* Data records *
● ● ● ● ● ● ●

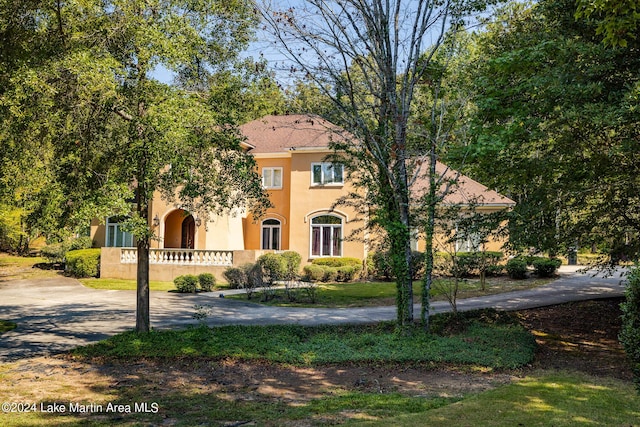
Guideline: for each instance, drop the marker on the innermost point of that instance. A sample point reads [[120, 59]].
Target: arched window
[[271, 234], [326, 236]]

● ● ● ● ● ● ●

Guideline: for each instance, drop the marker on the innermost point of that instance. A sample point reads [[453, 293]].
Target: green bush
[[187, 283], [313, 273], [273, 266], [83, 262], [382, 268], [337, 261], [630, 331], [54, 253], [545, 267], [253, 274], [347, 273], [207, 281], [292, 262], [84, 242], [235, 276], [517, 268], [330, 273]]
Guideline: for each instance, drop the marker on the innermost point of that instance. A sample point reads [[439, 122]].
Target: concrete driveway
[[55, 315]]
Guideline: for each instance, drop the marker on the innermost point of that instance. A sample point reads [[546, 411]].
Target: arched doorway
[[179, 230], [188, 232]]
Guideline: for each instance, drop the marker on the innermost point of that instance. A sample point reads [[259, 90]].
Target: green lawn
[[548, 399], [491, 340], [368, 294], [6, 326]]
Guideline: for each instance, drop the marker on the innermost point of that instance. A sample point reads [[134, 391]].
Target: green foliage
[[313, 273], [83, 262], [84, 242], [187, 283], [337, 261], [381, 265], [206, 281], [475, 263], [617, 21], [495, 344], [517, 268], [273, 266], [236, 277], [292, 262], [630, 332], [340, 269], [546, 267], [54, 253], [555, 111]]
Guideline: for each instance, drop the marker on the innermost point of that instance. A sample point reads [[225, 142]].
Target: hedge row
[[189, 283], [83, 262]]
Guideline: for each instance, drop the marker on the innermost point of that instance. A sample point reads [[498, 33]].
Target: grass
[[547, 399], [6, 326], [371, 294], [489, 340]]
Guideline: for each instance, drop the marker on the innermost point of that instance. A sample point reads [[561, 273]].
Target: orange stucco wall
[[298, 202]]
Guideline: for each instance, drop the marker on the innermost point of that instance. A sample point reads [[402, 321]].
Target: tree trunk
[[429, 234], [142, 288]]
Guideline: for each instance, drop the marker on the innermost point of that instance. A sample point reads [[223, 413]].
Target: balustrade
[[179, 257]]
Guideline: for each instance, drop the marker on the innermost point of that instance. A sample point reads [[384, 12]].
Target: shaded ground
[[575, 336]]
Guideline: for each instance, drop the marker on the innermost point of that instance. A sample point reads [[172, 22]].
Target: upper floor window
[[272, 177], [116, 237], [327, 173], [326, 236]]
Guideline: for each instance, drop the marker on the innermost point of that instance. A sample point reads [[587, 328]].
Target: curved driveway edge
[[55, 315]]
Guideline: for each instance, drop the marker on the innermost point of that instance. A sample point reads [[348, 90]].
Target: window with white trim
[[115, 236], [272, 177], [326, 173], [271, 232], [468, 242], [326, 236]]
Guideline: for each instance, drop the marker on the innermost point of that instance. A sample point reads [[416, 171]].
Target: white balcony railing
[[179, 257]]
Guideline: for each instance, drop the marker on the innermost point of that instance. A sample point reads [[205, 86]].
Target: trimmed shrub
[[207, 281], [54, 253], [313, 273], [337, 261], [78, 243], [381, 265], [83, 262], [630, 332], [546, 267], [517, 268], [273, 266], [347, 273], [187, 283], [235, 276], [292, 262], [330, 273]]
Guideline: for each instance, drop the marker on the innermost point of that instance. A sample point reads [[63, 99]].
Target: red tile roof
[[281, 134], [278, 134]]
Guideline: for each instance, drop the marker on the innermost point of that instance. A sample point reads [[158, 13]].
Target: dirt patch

● ● ● ● ● ● ●

* Problem *
What are the lines, exactly as written above, from the line with "Target: grass" to the line with "reads [[416, 171]].", both included? Output only those.

* Task answer *
Target: grass
[[547, 399], [6, 326], [371, 294], [489, 340]]
Guideline: for each instance, drop the marker on the innermost point of that instance. A sample point reads [[561, 273]].
Target: orange stucco wall
[[298, 202]]
Guideline: for each instance, drop the marker on the innermost point of that instance. A sample point reads [[402, 321]].
Target: tree trunk
[[429, 234], [142, 288]]
Guideline: for each instance, drop the marker on the innermost point of that instance. A sample point reads [[223, 413]].
Target: balustrade
[[179, 257]]
Guideline: for each instance, drop the marker on the innermost point of that instance. A sample point reads [[384, 12]].
Target: shaded ground
[[575, 336]]
Guideline: for each instance, drop the marker on the innermost point of that instance. A sample point reads [[172, 22]].
Target: upper floor window
[[272, 177], [116, 237], [327, 173], [326, 236]]
Guideline: for each instance, drop the marker on the innermost point of that instance. A sample point reads [[587, 328]].
Target: curved driveway edge
[[55, 315]]
Guideline: for each instance, drop the marker on the innermost point of that instance. A sample point reads [[348, 90]].
Target: window with white trim
[[115, 236], [272, 177], [326, 173], [271, 232], [468, 242], [326, 236]]
Guideline: for each instance, drop the marker on the innermost point of that instance. A sample point reads [[416, 171]].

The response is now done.